## EXERCISE DESCRIPTION
Nothing but the line containing "Target: pink stripe" and the lines after it in the entries below should appear, each repeated exactly.

════════════════════

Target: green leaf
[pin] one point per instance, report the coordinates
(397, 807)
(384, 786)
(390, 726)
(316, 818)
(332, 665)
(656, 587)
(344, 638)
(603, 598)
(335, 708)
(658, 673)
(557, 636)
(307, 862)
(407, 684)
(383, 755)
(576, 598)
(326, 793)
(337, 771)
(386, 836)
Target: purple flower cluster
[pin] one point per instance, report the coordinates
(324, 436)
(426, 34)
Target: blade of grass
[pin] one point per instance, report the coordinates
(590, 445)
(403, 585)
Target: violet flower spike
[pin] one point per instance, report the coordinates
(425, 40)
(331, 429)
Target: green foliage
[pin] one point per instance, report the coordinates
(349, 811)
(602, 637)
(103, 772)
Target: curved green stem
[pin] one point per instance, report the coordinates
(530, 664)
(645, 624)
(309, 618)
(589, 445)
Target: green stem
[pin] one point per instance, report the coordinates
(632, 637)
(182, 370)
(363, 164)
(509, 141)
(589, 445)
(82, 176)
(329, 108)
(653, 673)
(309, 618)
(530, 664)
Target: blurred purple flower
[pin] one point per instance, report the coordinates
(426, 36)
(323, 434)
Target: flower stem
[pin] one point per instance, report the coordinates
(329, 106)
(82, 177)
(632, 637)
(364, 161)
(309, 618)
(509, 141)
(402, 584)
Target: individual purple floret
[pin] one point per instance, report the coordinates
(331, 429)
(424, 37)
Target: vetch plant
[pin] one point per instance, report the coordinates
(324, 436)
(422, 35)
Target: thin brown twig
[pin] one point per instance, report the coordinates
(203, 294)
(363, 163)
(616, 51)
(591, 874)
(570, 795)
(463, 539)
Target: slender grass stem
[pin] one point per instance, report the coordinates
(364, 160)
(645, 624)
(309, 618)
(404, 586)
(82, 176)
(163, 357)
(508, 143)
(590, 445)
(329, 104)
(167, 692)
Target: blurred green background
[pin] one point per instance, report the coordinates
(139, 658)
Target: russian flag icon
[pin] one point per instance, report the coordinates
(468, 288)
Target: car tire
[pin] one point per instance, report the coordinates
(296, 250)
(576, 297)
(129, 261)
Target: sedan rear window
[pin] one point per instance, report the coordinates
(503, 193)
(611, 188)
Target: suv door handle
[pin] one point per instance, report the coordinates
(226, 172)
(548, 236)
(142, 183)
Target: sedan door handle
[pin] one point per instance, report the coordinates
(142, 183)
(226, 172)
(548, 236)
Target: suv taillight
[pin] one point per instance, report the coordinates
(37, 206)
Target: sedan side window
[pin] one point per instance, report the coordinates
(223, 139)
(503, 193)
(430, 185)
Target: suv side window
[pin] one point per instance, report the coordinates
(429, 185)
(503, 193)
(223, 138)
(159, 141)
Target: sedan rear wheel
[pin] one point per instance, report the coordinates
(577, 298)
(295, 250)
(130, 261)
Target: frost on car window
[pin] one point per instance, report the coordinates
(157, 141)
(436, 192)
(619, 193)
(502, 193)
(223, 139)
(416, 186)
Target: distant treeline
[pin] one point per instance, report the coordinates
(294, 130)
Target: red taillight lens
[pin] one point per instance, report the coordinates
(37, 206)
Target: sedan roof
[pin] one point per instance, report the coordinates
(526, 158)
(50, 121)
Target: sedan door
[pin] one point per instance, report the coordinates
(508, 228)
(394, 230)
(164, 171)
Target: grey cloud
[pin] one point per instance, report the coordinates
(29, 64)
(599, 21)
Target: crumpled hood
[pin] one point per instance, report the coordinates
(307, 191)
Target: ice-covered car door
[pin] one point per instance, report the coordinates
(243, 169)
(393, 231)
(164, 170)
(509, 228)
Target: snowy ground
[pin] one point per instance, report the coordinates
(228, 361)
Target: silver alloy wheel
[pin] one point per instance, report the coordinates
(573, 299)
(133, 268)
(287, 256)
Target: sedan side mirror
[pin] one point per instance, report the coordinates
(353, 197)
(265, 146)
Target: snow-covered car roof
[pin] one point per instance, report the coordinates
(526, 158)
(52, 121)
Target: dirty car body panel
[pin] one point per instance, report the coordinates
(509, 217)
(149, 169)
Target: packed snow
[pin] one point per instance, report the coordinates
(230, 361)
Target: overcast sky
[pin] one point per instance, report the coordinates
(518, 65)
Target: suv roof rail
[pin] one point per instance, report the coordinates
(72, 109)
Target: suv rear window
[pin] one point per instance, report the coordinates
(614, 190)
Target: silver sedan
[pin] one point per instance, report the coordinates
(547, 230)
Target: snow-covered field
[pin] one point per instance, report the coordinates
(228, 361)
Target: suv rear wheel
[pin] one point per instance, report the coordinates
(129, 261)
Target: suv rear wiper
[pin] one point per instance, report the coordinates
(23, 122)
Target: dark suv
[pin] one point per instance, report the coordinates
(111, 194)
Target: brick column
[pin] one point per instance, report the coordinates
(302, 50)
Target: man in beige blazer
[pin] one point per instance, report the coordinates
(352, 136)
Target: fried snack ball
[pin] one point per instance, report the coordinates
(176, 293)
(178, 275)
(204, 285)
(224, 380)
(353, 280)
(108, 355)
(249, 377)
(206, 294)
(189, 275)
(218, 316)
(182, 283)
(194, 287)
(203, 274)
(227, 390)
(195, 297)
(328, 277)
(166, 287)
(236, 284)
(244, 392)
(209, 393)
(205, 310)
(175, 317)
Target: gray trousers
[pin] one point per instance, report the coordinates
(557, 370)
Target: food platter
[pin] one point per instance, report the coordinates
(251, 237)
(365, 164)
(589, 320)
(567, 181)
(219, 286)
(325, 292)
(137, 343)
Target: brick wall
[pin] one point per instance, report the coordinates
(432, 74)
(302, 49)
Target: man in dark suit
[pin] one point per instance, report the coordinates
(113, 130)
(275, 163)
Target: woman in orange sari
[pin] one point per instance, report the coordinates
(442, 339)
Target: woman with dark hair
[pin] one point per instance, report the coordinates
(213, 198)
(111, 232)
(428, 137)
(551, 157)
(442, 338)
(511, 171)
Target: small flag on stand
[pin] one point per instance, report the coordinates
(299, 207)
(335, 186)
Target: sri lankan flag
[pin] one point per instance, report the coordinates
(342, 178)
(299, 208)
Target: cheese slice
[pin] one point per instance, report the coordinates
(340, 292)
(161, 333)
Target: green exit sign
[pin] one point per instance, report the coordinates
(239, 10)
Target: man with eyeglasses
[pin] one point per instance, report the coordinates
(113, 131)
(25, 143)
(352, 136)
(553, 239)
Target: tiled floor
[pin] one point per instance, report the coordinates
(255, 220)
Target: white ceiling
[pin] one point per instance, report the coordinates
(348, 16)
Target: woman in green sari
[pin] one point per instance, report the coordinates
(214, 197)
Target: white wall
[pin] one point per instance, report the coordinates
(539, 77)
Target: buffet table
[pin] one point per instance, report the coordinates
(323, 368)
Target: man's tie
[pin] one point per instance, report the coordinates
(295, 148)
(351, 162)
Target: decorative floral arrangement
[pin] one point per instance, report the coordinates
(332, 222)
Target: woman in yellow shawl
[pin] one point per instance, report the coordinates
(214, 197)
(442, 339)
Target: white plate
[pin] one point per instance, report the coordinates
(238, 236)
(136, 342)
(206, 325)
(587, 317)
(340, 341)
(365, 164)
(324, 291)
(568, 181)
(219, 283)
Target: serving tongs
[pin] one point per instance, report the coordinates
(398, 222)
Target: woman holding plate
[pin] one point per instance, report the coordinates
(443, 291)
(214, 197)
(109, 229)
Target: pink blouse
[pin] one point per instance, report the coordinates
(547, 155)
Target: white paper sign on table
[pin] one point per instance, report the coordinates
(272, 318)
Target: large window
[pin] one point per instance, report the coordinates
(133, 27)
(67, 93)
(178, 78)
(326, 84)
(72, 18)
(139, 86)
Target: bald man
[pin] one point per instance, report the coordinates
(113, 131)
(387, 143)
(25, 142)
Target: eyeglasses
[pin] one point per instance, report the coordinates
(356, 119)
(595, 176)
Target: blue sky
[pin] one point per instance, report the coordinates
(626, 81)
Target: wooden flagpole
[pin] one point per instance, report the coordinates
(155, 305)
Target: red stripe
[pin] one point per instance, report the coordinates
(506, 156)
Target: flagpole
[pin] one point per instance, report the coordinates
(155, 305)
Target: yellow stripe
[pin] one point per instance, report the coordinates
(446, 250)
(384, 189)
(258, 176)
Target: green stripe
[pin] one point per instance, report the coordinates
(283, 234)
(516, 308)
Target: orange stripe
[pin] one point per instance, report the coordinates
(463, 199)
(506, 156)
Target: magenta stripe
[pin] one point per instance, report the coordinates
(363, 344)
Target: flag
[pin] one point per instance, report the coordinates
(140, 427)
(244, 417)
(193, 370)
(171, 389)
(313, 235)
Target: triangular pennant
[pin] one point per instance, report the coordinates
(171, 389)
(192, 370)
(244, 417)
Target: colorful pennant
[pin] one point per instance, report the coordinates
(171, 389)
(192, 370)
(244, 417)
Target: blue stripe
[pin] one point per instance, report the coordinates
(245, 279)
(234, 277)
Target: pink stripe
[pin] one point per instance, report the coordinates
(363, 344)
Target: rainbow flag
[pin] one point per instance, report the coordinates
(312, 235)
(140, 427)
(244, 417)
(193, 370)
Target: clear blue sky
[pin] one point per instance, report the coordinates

════════════════════

## ANSWER SPACE
Target: pink stripe
[pin] one point per instance, report the coordinates
(363, 344)
Target: rainbow flag
[pin] one point per instance, report the coordinates
(312, 235)
(140, 427)
(244, 417)
(193, 370)
Target: clear blue sky
[pin] one point per instance, report the coordinates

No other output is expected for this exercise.